§ **What the exercise asks**
Reproduce the listing below, starting at its first line and ending at the line that contains "positive clicks: (434, 399)", both included. Leave the pictures out.

§ **Information shown**
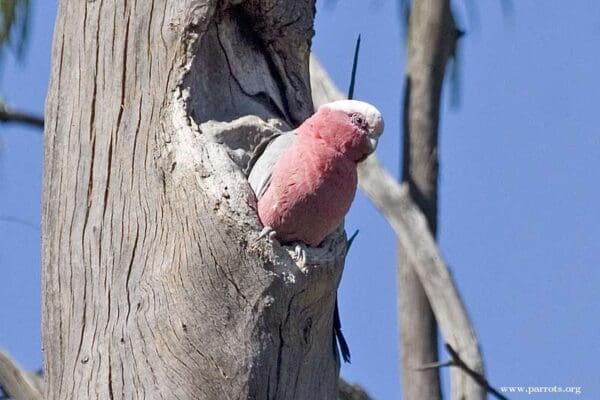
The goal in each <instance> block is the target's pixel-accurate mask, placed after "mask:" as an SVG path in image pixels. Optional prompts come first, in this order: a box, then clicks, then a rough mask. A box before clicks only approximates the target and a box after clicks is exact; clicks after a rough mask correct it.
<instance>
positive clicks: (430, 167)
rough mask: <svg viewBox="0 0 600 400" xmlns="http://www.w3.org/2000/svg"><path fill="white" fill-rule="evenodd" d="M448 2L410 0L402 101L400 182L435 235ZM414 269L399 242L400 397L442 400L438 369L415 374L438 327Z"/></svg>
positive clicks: (434, 399)
mask: <svg viewBox="0 0 600 400" xmlns="http://www.w3.org/2000/svg"><path fill="white" fill-rule="evenodd" d="M455 32H456V29H455V25H454V21H453V19H452V14H451V11H450V4H449V1H448V0H443V1H439V0H415V1H413V2H412V6H411V12H410V18H409V28H408V60H407V67H406V79H405V97H404V155H403V167H402V178H403V180H404V181H405V182H408V185H409V187H410V191H411V195H412V198H413V199H414V201H415V203H416V204H417V205H418V206H419V207H420V208H421V210H422V211H423V213H424V215H425V216H426V218H427V224H428V226H429V229H430V231H431V233H432V234H433V236H434V237H435V236H436V232H437V180H438V155H437V154H438V151H437V144H438V125H439V108H440V96H441V91H442V83H443V81H444V73H445V68H446V63H447V61H448V59H449V57H450V56H451V53H452V51H453V49H454V45H455V41H456V33H455ZM416 268H417V267H416V266H415V265H413V264H412V261H411V260H410V258H409V257H408V256H407V249H406V248H405V247H404V246H403V245H402V243H401V242H400V243H399V263H398V272H397V279H398V288H399V291H398V318H399V320H400V352H401V355H402V368H401V374H402V382H403V383H402V390H403V396H402V398H403V399H405V400H422V399H428V400H438V399H441V396H442V395H441V387H440V378H439V371H438V370H437V369H430V370H425V371H423V370H417V368H418V367H419V366H422V365H425V364H428V363H431V362H433V361H436V360H437V359H438V351H437V347H438V342H437V324H436V320H435V317H434V315H433V312H432V310H431V306H430V304H429V300H428V298H427V295H426V294H425V291H424V290H423V286H422V284H421V281H420V280H419V277H418V276H417V273H416Z"/></svg>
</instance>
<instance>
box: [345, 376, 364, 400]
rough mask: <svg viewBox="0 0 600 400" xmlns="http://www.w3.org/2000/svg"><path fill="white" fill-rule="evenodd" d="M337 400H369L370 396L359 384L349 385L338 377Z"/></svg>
mask: <svg viewBox="0 0 600 400" xmlns="http://www.w3.org/2000/svg"><path fill="white" fill-rule="evenodd" d="M338 400H371V398H370V397H369V395H368V394H367V393H366V392H365V391H364V390H363V389H362V388H361V387H360V386H358V385H351V384H349V383H348V382H346V381H344V380H343V379H340V395H339V398H338Z"/></svg>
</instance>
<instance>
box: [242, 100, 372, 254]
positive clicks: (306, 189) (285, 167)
mask: <svg viewBox="0 0 600 400" xmlns="http://www.w3.org/2000/svg"><path fill="white" fill-rule="evenodd" d="M382 132H383V118H382V116H381V113H380V112H379V111H378V110H377V108H375V107H374V106H372V105H370V104H368V103H365V102H362V101H357V100H339V101H334V102H332V103H328V104H324V105H323V106H321V107H320V108H319V109H318V110H317V112H316V113H315V114H314V115H312V116H311V117H310V118H308V119H307V120H306V121H304V123H302V125H300V126H299V127H298V128H296V130H295V131H293V132H288V133H284V134H282V135H280V136H278V137H277V138H275V139H274V140H273V141H272V142H271V143H270V144H269V145H268V146H267V148H266V149H265V151H264V152H263V154H262V155H261V156H260V157H259V158H258V160H257V161H256V163H255V164H254V166H253V168H252V170H251V172H250V175H249V177H248V181H249V182H250V186H251V187H252V189H253V190H254V192H255V193H256V197H257V199H258V216H259V218H260V220H261V222H262V223H263V225H264V226H265V227H267V228H268V229H272V230H273V231H274V236H275V238H277V239H278V240H280V241H281V242H303V243H305V244H307V245H309V246H318V245H319V244H320V243H321V242H322V241H323V239H325V237H326V236H327V235H329V234H330V233H332V232H333V231H335V230H336V228H337V227H338V226H339V225H340V224H341V223H342V220H343V218H344V216H345V215H346V213H347V212H348V210H349V209H350V205H351V203H352V200H353V199H354V194H355V193H356V185H357V171H356V166H357V164H358V163H359V162H361V161H362V160H364V159H365V158H366V157H367V156H368V155H369V154H371V153H372V152H373V151H374V150H375V147H376V146H377V140H378V139H379V136H380V135H381V133H382Z"/></svg>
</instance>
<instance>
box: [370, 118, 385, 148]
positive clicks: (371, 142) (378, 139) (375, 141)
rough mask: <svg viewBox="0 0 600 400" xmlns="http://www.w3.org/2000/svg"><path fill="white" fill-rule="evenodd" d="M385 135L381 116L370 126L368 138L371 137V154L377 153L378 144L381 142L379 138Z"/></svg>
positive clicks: (372, 121) (370, 137)
mask: <svg viewBox="0 0 600 400" xmlns="http://www.w3.org/2000/svg"><path fill="white" fill-rule="evenodd" d="M382 133H383V118H381V115H379V116H378V118H376V119H374V120H373V121H372V122H371V124H370V126H369V132H368V133H367V136H368V137H369V147H370V148H371V153H372V152H374V151H375V149H376V148H377V143H378V142H379V136H381V134H382Z"/></svg>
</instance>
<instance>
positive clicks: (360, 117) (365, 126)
mask: <svg viewBox="0 0 600 400" xmlns="http://www.w3.org/2000/svg"><path fill="white" fill-rule="evenodd" d="M352 123H353V124H355V125H357V126H359V127H361V128H366V126H367V124H366V122H365V119H364V118H363V117H361V116H360V115H358V114H353V115H352Z"/></svg>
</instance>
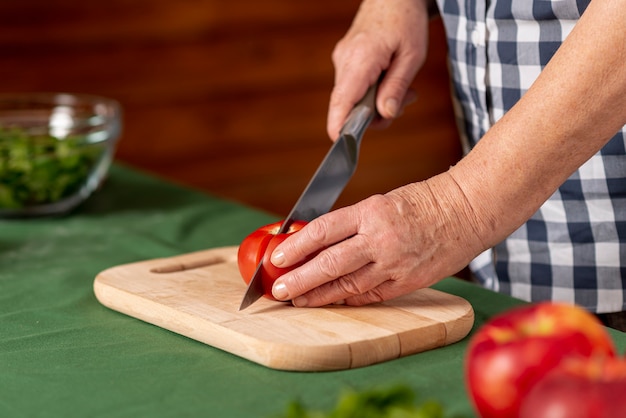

§ **Response**
The goal in each <instance> block is the target's pixel-accurate mask, placed after "mask:" as an SVG path in image pixels. Optional prompts come first, in this order: a box, then clicks, then a rough mask. A box before clicks only approximates the target and a box after clicks is exact; clicks after a rough mask correct it.
<instance>
positive clicks: (430, 167)
rough mask: <svg viewBox="0 0 600 400" xmlns="http://www.w3.org/2000/svg"><path fill="white" fill-rule="evenodd" d="M448 2L410 0L402 101L400 182L435 235ZM414 269L399 242L400 397L442 400L438 369L415 374L438 327Z"/></svg>
positive clicks: (434, 399)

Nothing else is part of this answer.